[Extracted records]
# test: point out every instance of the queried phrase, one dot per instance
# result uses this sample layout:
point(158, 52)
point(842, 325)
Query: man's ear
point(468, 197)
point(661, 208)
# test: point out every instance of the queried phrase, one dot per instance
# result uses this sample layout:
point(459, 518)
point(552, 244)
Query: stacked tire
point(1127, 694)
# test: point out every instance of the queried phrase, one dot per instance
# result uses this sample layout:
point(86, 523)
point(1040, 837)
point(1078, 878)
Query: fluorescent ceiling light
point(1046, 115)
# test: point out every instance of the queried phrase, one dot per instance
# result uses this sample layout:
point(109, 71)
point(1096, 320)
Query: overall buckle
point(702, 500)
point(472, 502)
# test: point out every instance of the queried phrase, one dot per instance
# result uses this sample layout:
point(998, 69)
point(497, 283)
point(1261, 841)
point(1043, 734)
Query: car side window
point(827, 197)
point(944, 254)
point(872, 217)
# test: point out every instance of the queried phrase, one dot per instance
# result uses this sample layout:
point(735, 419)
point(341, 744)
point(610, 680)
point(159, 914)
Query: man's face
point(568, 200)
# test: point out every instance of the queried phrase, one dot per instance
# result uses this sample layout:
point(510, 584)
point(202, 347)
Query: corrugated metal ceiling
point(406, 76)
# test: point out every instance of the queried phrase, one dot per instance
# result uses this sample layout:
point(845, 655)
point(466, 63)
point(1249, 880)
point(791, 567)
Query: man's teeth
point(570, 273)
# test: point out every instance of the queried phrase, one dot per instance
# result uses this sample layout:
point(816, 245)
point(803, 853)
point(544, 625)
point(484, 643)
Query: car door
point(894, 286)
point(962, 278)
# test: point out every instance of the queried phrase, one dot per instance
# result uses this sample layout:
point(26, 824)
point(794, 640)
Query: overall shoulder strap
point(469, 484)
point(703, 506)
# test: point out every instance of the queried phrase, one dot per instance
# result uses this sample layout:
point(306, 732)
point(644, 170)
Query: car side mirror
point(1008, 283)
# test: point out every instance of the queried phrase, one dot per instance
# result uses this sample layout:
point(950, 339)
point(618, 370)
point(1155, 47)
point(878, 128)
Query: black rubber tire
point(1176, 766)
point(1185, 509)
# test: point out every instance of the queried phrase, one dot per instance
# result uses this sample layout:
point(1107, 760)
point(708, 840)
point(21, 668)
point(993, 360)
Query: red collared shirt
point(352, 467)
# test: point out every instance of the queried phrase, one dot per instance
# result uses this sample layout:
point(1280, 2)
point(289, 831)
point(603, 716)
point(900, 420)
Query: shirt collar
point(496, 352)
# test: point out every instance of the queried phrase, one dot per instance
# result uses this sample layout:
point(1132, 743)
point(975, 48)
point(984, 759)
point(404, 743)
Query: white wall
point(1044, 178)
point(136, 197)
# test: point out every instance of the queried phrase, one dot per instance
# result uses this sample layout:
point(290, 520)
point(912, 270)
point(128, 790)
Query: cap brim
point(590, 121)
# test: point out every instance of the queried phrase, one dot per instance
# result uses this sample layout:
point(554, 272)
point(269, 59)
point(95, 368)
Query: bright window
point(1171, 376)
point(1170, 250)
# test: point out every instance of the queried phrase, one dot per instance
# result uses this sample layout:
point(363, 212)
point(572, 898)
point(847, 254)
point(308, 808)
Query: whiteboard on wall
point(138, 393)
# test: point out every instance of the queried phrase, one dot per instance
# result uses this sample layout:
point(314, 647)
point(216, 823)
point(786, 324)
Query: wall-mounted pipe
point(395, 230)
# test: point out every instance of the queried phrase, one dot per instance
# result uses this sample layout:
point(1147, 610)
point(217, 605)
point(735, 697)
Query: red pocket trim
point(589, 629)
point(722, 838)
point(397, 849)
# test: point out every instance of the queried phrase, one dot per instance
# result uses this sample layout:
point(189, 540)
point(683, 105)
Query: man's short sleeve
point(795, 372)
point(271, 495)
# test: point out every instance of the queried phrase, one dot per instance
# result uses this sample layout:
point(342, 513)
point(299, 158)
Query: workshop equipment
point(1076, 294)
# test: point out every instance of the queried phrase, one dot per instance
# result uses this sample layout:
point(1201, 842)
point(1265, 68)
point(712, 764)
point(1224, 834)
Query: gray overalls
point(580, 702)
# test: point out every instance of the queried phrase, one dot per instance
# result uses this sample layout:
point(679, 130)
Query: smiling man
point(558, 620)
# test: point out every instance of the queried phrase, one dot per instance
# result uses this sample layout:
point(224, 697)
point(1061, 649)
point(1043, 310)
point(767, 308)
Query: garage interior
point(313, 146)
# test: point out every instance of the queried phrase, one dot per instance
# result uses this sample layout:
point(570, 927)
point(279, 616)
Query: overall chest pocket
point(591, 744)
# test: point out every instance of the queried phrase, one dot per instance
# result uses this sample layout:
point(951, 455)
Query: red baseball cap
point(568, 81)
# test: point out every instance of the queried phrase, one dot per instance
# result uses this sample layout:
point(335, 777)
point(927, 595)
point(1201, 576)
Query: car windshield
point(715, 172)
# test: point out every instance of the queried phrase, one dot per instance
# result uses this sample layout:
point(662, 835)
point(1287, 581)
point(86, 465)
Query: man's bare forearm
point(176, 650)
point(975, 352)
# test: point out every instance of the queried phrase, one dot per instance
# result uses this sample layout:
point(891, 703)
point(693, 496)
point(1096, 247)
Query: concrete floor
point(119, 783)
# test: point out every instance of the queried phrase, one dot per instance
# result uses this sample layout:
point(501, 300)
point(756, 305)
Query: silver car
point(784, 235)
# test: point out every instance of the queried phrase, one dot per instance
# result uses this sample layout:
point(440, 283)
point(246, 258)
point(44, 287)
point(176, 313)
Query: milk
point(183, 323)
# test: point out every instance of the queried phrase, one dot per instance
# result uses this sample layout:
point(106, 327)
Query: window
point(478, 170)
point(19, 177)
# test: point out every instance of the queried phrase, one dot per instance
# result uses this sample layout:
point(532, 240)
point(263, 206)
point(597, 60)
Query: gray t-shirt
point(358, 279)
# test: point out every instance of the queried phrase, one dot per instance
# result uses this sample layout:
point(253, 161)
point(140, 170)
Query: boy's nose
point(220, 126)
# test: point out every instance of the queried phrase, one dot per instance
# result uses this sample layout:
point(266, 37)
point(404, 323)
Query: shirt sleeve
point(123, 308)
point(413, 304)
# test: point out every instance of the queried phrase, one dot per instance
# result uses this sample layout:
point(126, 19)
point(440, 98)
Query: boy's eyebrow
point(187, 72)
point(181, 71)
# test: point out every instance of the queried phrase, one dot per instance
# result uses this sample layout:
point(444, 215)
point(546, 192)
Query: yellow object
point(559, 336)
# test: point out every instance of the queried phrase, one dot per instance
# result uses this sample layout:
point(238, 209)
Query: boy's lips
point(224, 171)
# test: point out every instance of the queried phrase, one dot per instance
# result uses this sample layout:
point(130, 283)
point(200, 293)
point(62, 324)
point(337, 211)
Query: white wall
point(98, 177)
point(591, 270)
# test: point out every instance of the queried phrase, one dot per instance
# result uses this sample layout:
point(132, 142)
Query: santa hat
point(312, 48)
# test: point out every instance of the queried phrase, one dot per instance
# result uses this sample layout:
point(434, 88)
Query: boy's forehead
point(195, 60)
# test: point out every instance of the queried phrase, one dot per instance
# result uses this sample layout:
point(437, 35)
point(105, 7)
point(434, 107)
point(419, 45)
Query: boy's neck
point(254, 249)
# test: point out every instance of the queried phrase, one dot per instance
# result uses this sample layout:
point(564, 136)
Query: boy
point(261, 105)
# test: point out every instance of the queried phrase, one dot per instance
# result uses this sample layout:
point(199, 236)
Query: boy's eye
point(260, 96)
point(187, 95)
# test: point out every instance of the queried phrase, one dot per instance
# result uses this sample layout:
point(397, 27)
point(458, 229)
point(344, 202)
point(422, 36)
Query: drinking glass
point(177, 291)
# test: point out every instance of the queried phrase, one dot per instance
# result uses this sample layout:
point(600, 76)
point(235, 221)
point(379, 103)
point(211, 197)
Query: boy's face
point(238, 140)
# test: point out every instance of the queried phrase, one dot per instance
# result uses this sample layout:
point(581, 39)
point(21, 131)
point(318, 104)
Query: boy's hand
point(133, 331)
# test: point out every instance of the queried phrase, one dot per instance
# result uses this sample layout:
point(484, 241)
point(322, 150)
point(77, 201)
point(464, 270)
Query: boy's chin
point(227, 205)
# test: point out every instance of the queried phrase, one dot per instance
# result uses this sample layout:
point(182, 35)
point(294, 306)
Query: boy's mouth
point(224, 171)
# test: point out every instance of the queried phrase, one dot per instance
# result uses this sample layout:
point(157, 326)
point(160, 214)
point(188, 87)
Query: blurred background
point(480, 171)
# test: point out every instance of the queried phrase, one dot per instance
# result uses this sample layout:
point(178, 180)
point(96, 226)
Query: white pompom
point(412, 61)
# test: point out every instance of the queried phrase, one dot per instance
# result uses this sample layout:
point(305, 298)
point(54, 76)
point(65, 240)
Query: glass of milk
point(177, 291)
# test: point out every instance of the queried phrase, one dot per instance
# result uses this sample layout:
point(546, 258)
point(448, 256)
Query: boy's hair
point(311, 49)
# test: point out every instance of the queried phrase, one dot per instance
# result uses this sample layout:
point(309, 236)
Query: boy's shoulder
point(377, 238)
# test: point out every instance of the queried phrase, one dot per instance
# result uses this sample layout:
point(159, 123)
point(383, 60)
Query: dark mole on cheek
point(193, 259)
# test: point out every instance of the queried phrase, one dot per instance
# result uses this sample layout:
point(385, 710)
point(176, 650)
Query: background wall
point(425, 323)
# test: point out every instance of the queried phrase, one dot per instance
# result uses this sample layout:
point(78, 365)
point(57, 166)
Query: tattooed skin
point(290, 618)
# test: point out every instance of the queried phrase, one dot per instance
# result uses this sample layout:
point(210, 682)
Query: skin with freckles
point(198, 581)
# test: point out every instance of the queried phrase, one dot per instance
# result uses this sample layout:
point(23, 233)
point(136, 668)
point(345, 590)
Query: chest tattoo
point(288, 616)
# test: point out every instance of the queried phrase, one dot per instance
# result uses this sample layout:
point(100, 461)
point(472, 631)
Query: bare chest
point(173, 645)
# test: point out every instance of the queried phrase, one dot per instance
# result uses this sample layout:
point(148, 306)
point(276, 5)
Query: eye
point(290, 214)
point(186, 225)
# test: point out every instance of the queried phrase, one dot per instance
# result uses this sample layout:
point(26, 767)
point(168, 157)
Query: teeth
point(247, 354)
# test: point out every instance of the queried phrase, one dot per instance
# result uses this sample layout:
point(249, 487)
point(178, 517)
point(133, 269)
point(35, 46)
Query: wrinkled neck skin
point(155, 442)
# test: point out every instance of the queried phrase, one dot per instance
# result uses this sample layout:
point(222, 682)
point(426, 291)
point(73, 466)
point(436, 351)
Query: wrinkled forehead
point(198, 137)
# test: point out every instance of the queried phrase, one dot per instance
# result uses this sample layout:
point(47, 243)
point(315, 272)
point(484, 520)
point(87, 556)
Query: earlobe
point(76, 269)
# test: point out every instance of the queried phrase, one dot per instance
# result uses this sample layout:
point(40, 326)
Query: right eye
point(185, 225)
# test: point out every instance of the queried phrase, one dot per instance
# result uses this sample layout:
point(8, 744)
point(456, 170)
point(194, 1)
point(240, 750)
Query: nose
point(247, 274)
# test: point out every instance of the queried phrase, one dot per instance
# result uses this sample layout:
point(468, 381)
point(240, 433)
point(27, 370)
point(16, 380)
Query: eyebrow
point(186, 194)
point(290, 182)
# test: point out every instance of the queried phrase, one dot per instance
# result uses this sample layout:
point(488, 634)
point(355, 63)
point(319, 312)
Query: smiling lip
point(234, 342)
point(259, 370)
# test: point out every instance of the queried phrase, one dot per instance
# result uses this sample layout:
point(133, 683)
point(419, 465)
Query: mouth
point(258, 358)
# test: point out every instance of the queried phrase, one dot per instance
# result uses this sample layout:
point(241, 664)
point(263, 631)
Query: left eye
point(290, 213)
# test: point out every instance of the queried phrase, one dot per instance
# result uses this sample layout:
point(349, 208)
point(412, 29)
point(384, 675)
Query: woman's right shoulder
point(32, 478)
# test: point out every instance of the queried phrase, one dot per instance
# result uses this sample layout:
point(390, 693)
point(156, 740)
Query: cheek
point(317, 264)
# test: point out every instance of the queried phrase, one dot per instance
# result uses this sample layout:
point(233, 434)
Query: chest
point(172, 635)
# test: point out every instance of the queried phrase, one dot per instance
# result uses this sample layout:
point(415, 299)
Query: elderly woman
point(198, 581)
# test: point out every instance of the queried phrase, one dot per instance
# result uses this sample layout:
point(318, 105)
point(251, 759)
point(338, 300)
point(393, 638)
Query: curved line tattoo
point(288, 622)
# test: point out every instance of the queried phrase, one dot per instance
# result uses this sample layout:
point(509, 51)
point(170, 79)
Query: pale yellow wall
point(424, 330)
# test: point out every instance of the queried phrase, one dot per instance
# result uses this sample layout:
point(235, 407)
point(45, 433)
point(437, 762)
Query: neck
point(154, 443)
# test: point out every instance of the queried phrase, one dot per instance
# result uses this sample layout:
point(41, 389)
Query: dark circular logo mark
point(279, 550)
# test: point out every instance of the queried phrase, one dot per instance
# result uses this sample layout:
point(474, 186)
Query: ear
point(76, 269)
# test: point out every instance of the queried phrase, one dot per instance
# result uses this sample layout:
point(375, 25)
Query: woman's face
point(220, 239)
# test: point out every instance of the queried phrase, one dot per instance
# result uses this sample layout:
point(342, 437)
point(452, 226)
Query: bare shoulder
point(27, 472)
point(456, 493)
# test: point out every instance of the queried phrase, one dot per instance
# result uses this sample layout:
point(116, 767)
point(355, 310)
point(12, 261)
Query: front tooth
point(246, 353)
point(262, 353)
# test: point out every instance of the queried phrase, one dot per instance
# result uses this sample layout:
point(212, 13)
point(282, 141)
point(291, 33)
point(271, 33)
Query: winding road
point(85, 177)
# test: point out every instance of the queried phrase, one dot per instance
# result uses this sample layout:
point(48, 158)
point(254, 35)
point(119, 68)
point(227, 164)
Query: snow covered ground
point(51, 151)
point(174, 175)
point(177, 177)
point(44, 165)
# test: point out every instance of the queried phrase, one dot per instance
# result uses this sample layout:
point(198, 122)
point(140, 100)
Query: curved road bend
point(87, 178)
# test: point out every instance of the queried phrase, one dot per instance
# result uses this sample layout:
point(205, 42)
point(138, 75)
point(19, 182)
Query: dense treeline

**Directions for this task**
Copy the material word for word, from its first line through the line containing "point(568, 200)", including both of those lines.

**Task solution**
# test: point out every instance of the queried phrase, one dot per instance
# result uses this sample layout:
point(158, 52)
point(842, 325)
Query: man's ear
point(468, 197)
point(661, 208)
# test: point out every instance of the queried phrase, one dot per instance
# result uses this sample layout:
point(459, 518)
point(552, 244)
Query: stacked tire
point(1127, 694)
# test: point out every instance of the queried phrase, one dot per instance
# result uses this sample layout:
point(86, 523)
point(1040, 837)
point(1078, 878)
Query: fluorescent ceiling light
point(1046, 115)
# test: point out every instance of the queried phrase, one dot per instance
# result uses this sample layout:
point(109, 71)
point(1096, 320)
Query: overall buckle
point(702, 500)
point(472, 502)
# test: point out every instance of the queried phrase, one dot per instance
# result uses this sample layout:
point(998, 69)
point(497, 283)
point(1261, 841)
point(1043, 734)
Query: car side window
point(827, 197)
point(944, 254)
point(872, 217)
# test: point out every instance of the queried phrase, one dot per instance
# result uses this sample layout:
point(735, 419)
point(341, 744)
point(610, 680)
point(159, 914)
Query: man's face
point(568, 200)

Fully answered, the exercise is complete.